(Data listing)
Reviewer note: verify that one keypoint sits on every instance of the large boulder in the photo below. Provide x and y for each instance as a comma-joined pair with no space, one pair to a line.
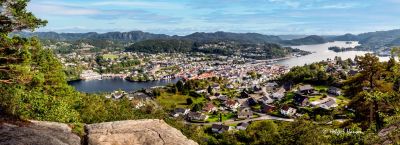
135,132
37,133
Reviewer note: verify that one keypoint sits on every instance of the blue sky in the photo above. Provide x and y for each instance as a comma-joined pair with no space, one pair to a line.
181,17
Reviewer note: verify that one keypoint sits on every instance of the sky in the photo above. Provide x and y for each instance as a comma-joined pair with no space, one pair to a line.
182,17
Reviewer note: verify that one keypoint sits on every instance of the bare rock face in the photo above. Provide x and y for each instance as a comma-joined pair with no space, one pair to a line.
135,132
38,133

==

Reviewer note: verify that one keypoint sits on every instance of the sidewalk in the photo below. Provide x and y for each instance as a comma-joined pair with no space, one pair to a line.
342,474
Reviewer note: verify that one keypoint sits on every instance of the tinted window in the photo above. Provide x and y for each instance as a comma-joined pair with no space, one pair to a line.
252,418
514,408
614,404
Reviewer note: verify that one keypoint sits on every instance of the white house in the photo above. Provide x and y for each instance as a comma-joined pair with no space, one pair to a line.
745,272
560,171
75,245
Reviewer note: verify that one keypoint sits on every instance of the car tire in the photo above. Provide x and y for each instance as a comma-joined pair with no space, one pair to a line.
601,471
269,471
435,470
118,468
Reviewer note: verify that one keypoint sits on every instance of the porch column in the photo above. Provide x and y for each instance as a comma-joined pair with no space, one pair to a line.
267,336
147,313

==

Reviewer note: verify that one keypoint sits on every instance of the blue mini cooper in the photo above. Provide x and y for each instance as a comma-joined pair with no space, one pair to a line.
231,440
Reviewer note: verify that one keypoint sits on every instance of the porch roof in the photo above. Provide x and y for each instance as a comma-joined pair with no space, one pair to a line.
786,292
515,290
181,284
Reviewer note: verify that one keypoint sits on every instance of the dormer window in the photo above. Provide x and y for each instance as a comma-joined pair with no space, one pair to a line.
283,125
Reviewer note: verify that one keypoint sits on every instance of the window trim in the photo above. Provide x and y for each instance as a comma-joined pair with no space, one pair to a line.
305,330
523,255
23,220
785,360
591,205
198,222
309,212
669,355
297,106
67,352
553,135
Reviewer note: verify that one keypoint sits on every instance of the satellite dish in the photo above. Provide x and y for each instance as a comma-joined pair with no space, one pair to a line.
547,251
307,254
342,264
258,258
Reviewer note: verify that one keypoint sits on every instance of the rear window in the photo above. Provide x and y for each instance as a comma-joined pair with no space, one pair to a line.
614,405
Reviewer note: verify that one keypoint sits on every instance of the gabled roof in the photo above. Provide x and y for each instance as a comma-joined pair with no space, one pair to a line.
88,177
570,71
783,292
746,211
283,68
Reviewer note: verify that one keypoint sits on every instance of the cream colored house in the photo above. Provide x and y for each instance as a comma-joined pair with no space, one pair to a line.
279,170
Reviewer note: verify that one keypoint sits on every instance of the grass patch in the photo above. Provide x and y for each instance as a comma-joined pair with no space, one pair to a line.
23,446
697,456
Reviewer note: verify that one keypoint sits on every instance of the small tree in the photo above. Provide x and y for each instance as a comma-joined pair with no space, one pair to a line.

**Stated goal**
Extract every line of the records above that contains the string "porch", matching case exactly.

**Worked answer**
Reviewer note: verify that one keypoint sits on every instance of the porch column in the photo above. Provide x and y for each instance as a comma-joined pair with no space, one pair to a line.
Reviewer note: verify that one keypoint sits on every instance of the porch roof in the photo above. Provide x and y for each instance as a comma-joined pair with no space, one pair to a line.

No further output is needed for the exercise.